Exercise:
Copy all of the items below line for line, leaving out the pictures.

____ Entries supplied

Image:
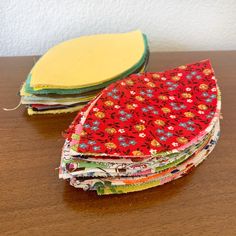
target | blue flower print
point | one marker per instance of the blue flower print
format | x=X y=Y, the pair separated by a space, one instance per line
x=83 y=145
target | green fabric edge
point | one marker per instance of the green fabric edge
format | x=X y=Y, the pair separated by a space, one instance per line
x=141 y=63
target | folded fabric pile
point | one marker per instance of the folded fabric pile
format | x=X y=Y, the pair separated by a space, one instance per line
x=143 y=131
x=73 y=72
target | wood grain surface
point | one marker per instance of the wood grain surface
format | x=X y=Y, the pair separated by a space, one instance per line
x=33 y=201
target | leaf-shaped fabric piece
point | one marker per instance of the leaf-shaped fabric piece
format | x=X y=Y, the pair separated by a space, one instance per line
x=150 y=113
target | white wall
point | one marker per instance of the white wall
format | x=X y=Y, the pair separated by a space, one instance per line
x=32 y=26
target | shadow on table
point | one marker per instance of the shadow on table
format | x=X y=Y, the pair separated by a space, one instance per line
x=88 y=201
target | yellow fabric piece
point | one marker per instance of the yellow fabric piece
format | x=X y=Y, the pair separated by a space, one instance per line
x=88 y=60
x=57 y=111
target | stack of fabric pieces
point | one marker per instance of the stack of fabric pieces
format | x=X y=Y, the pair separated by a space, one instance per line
x=73 y=72
x=143 y=131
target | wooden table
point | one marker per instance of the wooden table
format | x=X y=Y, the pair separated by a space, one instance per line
x=33 y=201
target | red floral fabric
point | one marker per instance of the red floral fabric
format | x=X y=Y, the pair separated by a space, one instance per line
x=148 y=112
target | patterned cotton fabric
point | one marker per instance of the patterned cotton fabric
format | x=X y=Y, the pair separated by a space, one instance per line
x=73 y=72
x=144 y=131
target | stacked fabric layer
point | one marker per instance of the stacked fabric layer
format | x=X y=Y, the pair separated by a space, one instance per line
x=73 y=72
x=143 y=131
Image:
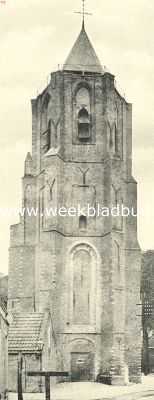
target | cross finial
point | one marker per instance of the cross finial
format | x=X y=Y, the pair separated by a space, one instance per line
x=83 y=13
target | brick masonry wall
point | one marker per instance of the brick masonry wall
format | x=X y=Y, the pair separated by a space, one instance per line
x=44 y=268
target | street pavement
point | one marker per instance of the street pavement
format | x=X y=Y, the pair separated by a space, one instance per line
x=96 y=391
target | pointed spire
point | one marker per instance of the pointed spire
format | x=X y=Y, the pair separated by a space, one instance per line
x=28 y=165
x=83 y=56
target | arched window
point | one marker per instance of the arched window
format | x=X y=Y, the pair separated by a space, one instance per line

________

Response:
Image:
target | blue flower print
point | one marker per instance of the blue flower print
format | x=X y=Y, the pair separated by a space, one instance per line
x=83 y=145
target | green fabric edge
point | one marker per instance of the green fabric edge
format | x=X y=Y, the pair separated by a space, one instance per line
x=141 y=63
target | folded fabric pile
point | one marker per instance of the folded fabric pile
format | x=X y=Y, the pair separated by a space, one instance per line
x=143 y=131
x=73 y=72
target | wood grain surface
point | one marker per instance of the wood grain surface
format | x=X y=Y, the pair separated by a space, one instance per line
x=33 y=201
target | leaf-shaped fabric piece
point | one marker per instance of the leaf-shaped fabric piece
format | x=X y=Y, the pair separated by a space, one instance per line
x=150 y=113
target | white wall
point | one marker per instance of the white wall
format | x=X y=Y, the pair separated by a space, one instance per line
x=32 y=26
target | shadow on table
point | one marker per instance of the shadow on table
format | x=X y=Y, the pair separated by a space, one instance per line
x=88 y=201
target | yellow fabric piece
point | one marker per instance of the yellow fabric piece
format | x=X y=Y, the pair separated by a space, one instance per line
x=88 y=60
x=57 y=111
target | stack of fabric pieces
point | one marker per instance of the stack of fabric pieces
format | x=X y=Y, the pair separated by a space, one instance per line
x=73 y=72
x=143 y=131
target | wooden table
point | one marker per instance of the wooden table
format | x=X y=Y, the pair separated by a space, one instance per line
x=33 y=201
target | red floral fabric
point | one marker per instance of the red floral fabric
format | x=X y=Y, the pair separated by a space, one instance per line
x=148 y=112
target | patterned cotton fabric
point | one marker per instance of the patterned cotton fabric
format | x=X y=Y, the pair separated by a space, one instance per line
x=73 y=72
x=144 y=131
target | stacked fabric layer
point | one marker per instance of the stacked fabric layer
format | x=X y=Y, the pair separated by a space, one instance per line
x=73 y=72
x=143 y=131
Image:
target | cross finial
point | one marker per instance of the cross finial
format | x=X y=Y, the pair separated by a space, one instance per line
x=83 y=13
target | brick masonry wall
point | one marker per instance of the brick masonry wall
format | x=X y=Y, the pair separated by a space, one instance per line
x=44 y=268
target | street pavement
point | one marker per instance of the street pavement
format | x=X y=Y, the pair separated by a space, one instance per line
x=96 y=391
target | pointed spire
point | one marker per instance of the pointed spire
format | x=X y=Y, the pair separated by a space, one instance per line
x=28 y=165
x=83 y=56
target | arched window
point | one marker per instance of the arched window
format | x=X y=Y, the pair separated by a space, one instance per line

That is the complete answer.